Thursday, January 13, 2022
In working with bar applicants preparing for the February 2022 bar exam, I keep hearing concerns about analogical reasoning, one of the legal analysis skills tested on the bar exam. And, for first-year law students, many whom are taking persuasive legal writing courses this semester, analogical reasoning is a key persuasion method.
I noticed the power of analogical reasoning while reading an article describing the Supreme Court oral arguments last week in the vaccine requirement case. J. Bravin, et al, "Supreme Court Shows Skepticism over Biden Vaccine or Test Mandate," WSJ (Jan. 7., 2022).
As a bit of background, the Court was considering two issues, first, whether the federal executive branch had power through OSHA via Congressional authorization to mandate covid-19 vaccines in workplaces with more than 100 employees, and second, whether the federal executive branch through its Medicare and Medicaid Office had congressional authorization to mandate covid-19 vaccines for medical personnel working in medical settings and receiving funds from the federal government.
The U.S. Supreme Court split the issues (with a split court too). In a 6-3 decision, the Court held that OSHA did not have the regulatory power to mandate vaccines in large workplaces while, in contrast, in a 5-4 decision, the Court held that the executive branch has such power in the medical field for those receiving federal government medicare and medicaid funding.

===

TASK BRIEF:
Continue the post on analogical reasoning and the Supreme Court vaccine mandate rulings, starting after its last sentence. The data that comes next is from a separate source.

===

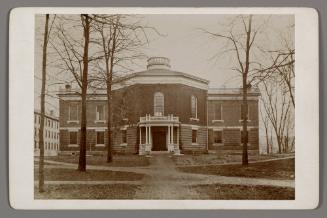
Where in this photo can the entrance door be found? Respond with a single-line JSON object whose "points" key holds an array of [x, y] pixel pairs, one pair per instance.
{"points": [[159, 139]]}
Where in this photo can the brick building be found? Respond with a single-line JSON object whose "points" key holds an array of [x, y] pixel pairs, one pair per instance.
{"points": [[159, 110], [50, 135]]}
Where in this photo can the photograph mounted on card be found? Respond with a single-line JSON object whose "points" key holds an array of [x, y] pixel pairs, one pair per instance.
{"points": [[182, 107]]}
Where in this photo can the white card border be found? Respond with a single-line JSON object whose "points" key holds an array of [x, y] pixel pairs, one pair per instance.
{"points": [[21, 108]]}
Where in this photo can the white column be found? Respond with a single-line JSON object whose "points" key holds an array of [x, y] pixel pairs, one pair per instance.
{"points": [[172, 134], [150, 136], [178, 136], [169, 135], [146, 135]]}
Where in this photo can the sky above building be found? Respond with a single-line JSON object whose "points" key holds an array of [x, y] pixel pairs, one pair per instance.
{"points": [[183, 40]]}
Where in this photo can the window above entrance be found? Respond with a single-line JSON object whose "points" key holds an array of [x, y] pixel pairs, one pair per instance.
{"points": [[159, 104]]}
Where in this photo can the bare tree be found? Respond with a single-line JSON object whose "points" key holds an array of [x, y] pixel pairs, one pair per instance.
{"points": [[277, 107], [47, 31], [265, 121], [120, 41], [241, 45], [74, 57]]}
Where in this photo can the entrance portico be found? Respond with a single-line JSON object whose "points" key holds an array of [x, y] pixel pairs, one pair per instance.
{"points": [[159, 133]]}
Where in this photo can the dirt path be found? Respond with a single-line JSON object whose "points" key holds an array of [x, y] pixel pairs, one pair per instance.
{"points": [[164, 182]]}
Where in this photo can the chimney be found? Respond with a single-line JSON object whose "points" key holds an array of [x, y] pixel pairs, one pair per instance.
{"points": [[68, 87], [158, 63]]}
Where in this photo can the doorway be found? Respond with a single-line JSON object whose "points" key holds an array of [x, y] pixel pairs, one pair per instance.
{"points": [[159, 138]]}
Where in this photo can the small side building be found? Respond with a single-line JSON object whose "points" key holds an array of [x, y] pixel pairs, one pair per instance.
{"points": [[225, 119], [50, 136]]}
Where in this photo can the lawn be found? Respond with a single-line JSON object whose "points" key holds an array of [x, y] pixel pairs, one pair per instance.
{"points": [[59, 174], [242, 192], [118, 160], [221, 157], [278, 169], [116, 191]]}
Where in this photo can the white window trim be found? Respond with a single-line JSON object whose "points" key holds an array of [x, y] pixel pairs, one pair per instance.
{"points": [[69, 120], [217, 121], [194, 127], [100, 121], [97, 120], [221, 114], [73, 145], [196, 108], [248, 115], [241, 121], [196, 139], [124, 127], [222, 138], [96, 138], [157, 113]]}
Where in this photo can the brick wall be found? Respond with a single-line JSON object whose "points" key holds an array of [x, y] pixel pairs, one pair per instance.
{"points": [[177, 101], [231, 112], [186, 139], [232, 137]]}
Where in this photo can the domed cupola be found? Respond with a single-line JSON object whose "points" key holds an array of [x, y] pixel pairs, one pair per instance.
{"points": [[158, 63]]}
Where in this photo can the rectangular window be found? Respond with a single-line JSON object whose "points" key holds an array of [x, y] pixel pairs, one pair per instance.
{"points": [[100, 138], [73, 138], [123, 136], [194, 136], [194, 107], [218, 136], [243, 137], [242, 108], [73, 112], [217, 111], [100, 112]]}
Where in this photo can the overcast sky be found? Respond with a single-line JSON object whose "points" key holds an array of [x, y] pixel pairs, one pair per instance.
{"points": [[189, 49]]}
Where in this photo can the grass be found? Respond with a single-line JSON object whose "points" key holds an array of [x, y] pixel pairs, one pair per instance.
{"points": [[242, 192], [116, 191], [118, 160], [59, 174], [221, 157], [278, 169]]}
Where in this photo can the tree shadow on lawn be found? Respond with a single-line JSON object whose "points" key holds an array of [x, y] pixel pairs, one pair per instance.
{"points": [[60, 174], [101, 160], [243, 192], [277, 169], [71, 191]]}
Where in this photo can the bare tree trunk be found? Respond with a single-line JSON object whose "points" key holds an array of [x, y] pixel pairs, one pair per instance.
{"points": [[109, 123], [267, 137], [245, 95], [44, 74], [82, 157]]}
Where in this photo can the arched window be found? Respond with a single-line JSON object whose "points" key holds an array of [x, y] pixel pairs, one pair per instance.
{"points": [[159, 103], [194, 106]]}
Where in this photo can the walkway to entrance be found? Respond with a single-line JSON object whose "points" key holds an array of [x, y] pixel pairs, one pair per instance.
{"points": [[164, 182]]}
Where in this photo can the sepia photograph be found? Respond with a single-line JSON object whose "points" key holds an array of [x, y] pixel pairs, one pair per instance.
{"points": [[164, 106]]}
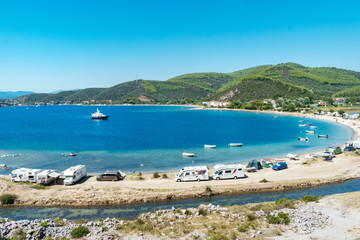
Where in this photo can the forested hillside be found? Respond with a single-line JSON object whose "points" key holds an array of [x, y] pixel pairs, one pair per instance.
{"points": [[255, 83]]}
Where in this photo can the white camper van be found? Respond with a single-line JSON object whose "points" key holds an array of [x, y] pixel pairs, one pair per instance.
{"points": [[193, 174], [74, 174], [25, 175], [229, 171], [47, 176]]}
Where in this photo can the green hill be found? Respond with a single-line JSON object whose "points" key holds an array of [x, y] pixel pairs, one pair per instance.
{"points": [[208, 81], [258, 88], [351, 92], [323, 82], [319, 82]]}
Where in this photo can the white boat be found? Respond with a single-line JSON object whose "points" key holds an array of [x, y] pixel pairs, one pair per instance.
{"points": [[323, 136], [98, 115], [185, 154], [303, 139], [292, 156], [235, 144], [209, 146]]}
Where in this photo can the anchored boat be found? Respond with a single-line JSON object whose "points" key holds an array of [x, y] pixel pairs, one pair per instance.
{"points": [[99, 116], [323, 136], [209, 146], [235, 144], [185, 154]]}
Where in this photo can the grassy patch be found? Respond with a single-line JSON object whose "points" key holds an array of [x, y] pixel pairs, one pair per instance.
{"points": [[79, 232], [308, 198]]}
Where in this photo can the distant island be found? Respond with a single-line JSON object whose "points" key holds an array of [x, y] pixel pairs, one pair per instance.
{"points": [[286, 80]]}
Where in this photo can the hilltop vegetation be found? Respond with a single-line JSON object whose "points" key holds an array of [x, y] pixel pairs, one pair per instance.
{"points": [[259, 87], [288, 80], [351, 92]]}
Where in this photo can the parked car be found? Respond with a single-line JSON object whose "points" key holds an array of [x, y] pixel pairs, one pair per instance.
{"points": [[349, 148], [109, 176], [279, 166]]}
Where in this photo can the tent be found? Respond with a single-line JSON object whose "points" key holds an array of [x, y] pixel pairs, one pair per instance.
{"points": [[255, 163]]}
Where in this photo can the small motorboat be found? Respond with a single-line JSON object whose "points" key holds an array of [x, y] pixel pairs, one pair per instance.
{"points": [[209, 146], [99, 116], [4, 166], [185, 154], [303, 139], [72, 154], [235, 144], [292, 156], [323, 136]]}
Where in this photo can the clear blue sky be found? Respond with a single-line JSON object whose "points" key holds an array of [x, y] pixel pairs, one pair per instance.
{"points": [[50, 45]]}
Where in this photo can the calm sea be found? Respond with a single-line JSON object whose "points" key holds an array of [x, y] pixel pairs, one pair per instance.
{"points": [[154, 136]]}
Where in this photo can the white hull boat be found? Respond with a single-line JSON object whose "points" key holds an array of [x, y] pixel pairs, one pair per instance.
{"points": [[209, 146], [235, 144], [185, 154]]}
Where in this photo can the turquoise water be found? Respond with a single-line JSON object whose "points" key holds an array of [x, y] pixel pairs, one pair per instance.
{"points": [[154, 136], [131, 211]]}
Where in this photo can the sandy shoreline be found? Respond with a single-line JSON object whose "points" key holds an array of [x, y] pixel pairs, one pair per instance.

===

RESULT:
Already, we see a tension between the two holdings. Those tensions require explanations and that's where you, as an attorney, are critical. It's your explanation of similarities or differences that constitutes analogical reasoning. And, to the extent that your explanation of those differences or similarities is persuasive is what I call "analogical reasoning as a form of peer pressure." In short, analogical reasoning suggests that you have friends, powerful friends and powerful tradition that backs the position that you are now arguing on behalf of your client.
Take last Friday's oral argument over the "vaccine or test" requirement. In the workplace requirement case, Justice Sotomayor asked of attorneys: "What’s the difference between this [vaccine or test requirement] and telling employers, where sparks are flying in the workplace, your workers have to wear a mask?" Id.
In other words, the Justice is asking an analogical question, seeking an explanation as to why the vaccine requirements are any different than other normative OSHA workplace safety requirements, such as masks to protect industrial workers from flying sparks and fire hazards. That's not an easy question to answer. It requires much of us - curiosity, courage, and showing connections.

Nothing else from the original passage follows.